──────── Data extract

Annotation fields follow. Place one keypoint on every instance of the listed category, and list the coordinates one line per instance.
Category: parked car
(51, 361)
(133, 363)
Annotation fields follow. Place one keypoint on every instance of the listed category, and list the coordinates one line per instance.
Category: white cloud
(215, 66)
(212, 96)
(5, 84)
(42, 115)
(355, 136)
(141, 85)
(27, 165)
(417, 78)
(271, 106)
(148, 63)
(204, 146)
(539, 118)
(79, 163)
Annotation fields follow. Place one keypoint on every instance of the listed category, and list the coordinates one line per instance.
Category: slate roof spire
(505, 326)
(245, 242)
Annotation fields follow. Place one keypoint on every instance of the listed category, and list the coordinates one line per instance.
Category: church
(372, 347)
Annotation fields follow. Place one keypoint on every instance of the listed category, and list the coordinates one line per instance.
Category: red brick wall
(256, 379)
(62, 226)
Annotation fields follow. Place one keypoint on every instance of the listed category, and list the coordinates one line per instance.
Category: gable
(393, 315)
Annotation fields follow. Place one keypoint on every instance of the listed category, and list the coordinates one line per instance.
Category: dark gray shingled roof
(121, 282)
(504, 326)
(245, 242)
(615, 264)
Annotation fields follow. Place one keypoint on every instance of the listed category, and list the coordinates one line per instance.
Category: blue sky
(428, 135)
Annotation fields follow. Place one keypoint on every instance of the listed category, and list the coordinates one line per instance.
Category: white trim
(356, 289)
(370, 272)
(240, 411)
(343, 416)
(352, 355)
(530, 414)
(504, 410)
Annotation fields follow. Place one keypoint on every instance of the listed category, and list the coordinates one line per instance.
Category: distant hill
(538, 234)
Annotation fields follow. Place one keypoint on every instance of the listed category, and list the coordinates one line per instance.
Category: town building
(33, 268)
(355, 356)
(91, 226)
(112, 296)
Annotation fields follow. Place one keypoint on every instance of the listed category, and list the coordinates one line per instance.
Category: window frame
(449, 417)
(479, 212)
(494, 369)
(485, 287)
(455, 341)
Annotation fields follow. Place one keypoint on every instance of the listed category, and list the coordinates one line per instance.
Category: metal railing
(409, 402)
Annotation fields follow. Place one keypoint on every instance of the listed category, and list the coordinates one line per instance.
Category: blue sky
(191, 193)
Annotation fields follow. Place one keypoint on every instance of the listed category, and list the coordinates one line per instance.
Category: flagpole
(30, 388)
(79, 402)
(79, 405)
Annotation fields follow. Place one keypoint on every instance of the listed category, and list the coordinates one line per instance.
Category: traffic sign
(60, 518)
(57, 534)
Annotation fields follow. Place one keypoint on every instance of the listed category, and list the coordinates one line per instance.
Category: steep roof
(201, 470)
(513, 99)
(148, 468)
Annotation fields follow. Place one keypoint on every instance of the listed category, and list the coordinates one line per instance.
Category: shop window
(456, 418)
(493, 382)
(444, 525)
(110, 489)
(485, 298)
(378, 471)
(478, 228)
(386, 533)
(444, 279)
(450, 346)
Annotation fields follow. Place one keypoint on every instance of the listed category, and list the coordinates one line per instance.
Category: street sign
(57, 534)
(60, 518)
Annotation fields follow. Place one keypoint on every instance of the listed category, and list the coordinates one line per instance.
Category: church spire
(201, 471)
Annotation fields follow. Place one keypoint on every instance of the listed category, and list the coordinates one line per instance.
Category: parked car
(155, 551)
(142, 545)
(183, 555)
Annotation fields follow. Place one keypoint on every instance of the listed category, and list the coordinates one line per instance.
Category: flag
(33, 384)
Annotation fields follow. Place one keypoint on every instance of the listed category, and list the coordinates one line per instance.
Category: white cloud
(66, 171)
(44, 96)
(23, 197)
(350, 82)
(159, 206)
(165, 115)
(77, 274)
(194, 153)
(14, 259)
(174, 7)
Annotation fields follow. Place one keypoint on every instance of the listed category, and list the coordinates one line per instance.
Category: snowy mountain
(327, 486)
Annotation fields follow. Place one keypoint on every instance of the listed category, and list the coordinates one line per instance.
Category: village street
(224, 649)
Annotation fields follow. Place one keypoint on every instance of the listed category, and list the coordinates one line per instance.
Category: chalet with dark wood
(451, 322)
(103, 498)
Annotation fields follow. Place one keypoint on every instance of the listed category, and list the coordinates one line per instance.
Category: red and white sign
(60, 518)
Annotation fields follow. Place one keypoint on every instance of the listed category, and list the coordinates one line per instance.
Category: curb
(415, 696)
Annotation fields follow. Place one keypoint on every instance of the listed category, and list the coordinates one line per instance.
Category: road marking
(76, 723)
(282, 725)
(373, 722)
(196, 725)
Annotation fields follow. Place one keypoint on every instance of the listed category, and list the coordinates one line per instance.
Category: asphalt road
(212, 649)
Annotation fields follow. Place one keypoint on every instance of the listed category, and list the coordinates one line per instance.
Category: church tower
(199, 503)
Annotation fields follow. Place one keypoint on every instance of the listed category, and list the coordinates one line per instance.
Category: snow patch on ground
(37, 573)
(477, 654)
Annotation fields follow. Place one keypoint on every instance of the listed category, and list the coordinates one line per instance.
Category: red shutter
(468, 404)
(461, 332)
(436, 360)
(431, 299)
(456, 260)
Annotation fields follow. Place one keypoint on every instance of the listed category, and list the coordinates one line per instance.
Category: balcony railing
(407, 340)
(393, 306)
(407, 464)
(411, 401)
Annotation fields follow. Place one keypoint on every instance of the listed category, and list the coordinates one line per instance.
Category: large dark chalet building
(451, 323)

────────────────

Set exercise: Could you quote the material above in full, exactly as it stands?

Response for this exercise:
Annotation fields follow. Place one keypoint on every instance of the listed category, and list the coordinates one line per instance.
Category: parked car
(51, 361)
(133, 363)
Annotation fields follow. Place one keypoint on every instance of the listed category, and list the coordinates one line per instance.
Category: white cloud
(215, 66)
(212, 96)
(5, 84)
(42, 115)
(355, 136)
(141, 85)
(27, 165)
(417, 78)
(271, 106)
(148, 63)
(204, 146)
(539, 118)
(79, 163)
Annotation fields follow. Place one keypoint on every instance of the listed category, and list the coordinates one line per instance.
Category: slate roof spire
(505, 326)
(245, 242)
Annotation fields follow. Place one keypoint on every instance of the listed category, and list the coordinates one line per instance.
Category: church
(372, 347)
Annotation fields follow. Place one keypoint on every instance of the listed category, and list the coordinates one line per instance.
Category: red brick wall
(256, 379)
(62, 226)
Annotation fields follow. Place one keypoint on every instance of the listed category, and list the coordinates one line per instance.
Category: gable
(393, 315)
Annotation fields follow. Place one keypoint on every instance of the listed category, and list the coordinates one line per instance.
Category: dark gray shingled roof
(121, 282)
(504, 326)
(245, 242)
(615, 264)
Annotation fields follow. Place one keypoint on every instance of the listed category, and list the coordinates one line per instance.
Category: blue sky
(428, 135)
Annotation fields follow. Place one keypoint on every instance of the listed category, and list the coordinates one line per instance.
Category: white trim
(356, 289)
(370, 272)
(240, 411)
(343, 416)
(352, 355)
(530, 414)
(504, 410)
Annotation fields follow. Place one keypoint on every instance of the listed category, and list the coordinates one line per instance.
Category: distant hill
(538, 234)
Annotation fields follow. Place one keypoint on every instance of the listed category, and list the coordinates one line per instance.
Category: town building
(33, 268)
(355, 356)
(91, 226)
(112, 296)
Annotation fields follow. Place one keypoint on every instance of the listed category, and list the coordinates one line per instance.
Category: window frame
(449, 417)
(479, 212)
(494, 369)
(485, 287)
(455, 341)
Annotation fields follow. Place one keypoint on every instance of the listed category, and list the coordinates one line per instance.
Category: metal railing
(409, 402)
Annotation fields follow. Place one keypoint on every instance of the listed category, and list the coordinates one line per instance.
Category: blue sky
(191, 193)
Annotation fields follow. Place one keypoint on every instance of the listed category, and list the coordinates one line per instance.
Category: flagpole
(30, 388)
(79, 402)
(79, 405)
Annotation fields follow. Place one keypoint on every instance of the listed category, and list the coordinates one line per instance.
Category: traffic sign
(60, 518)
(57, 534)
Annotation fields follow. Place one keypoint on every instance of the listed category, and list the coordinates one line per instance.
Category: steep roof
(201, 470)
(513, 99)
(148, 468)
Annotation fields follow. Place one keypoint on every instance of the listed category, and list the coordinates one line per instance.
Category: shop window
(456, 418)
(493, 382)
(444, 525)
(110, 489)
(485, 298)
(378, 471)
(478, 228)
(386, 533)
(444, 279)
(450, 346)
Annotation fields follow. Place one keypoint on every instance of the listed category, and list the coordinates one line per instance.
Category: street sign
(57, 534)
(60, 518)
Annotation fields follow. Place one keypoint on every instance of the listed category, and list the coordinates one line per instance.
Category: church spire
(201, 471)
Annotation fields follow. Place one keypoint on every instance of the listed category, and list the coordinates one line per instance.
Category: parked car
(155, 551)
(142, 545)
(183, 555)
Annotation fields follow. Place one keypoint on every instance of the listed category, and list the coordinates one line per instance.
Category: flag
(33, 384)
Annotation fields follow. Place one keypoint on every instance of the listed category, and list the coordinates one line per instance.
Category: white cloud
(66, 171)
(44, 96)
(23, 197)
(350, 82)
(159, 206)
(165, 115)
(77, 274)
(194, 153)
(14, 259)
(174, 7)
Annotation fields follow. Place one keypoint on every instance of the listed category, and list the coordinates one line per instance.
Category: snowy mountain
(327, 486)
Annotation fields follow. Place one keypoint on every instance of the listed category, and list the coordinates one line per instance.
Category: village street
(224, 649)
Annotation fields follow. Place one keypoint on every instance of the listed category, and list the coordinates one line per instance.
Category: chalet with dark wood
(451, 322)
(103, 498)
Annotation fields follow. Place one keypoint on every instance of the listed category, and list the coordinates one line per instance.
Category: red and white sign
(60, 518)
Annotation fields follow. Place one keypoint on every instance of the listed category, and list the coordinates one line per instance.
Category: curb
(415, 696)
Annotation fields follow. Place one keypoint on every instance of the listed category, and list the coordinates one line per instance.
Category: road marking
(76, 723)
(282, 725)
(373, 722)
(196, 725)
Annotation fields follow. Place one keypoint on every instance of the listed category, and list the coordinates one line per instance.
Category: asphalt road
(212, 649)
Annotation fields follow. Place one keypoint on every instance of the listed category, and list the coordinates one line per instance.
Category: church tower
(199, 503)
Annotation fields follow. Place one keypoint on every instance of the listed category, and list the coordinates one line per instance.
Category: snow patch on ground
(37, 573)
(477, 654)
Annotation fields follow. Place one keypoint on every instance of the listed category, and list the coordinates one line per instance.
Category: red shutter
(468, 404)
(461, 332)
(436, 360)
(431, 299)
(456, 260)
Annotation fields follow. Place one keypoint on every instance of the listed category, and list the coordinates one line per instance.
Category: balcony railing
(407, 340)
(393, 306)
(407, 464)
(411, 401)
Annotation fields follow. Place one keypoint on every instance of the listed category, and list the coordinates one line per instance.
Category: large dark chalet building
(451, 323)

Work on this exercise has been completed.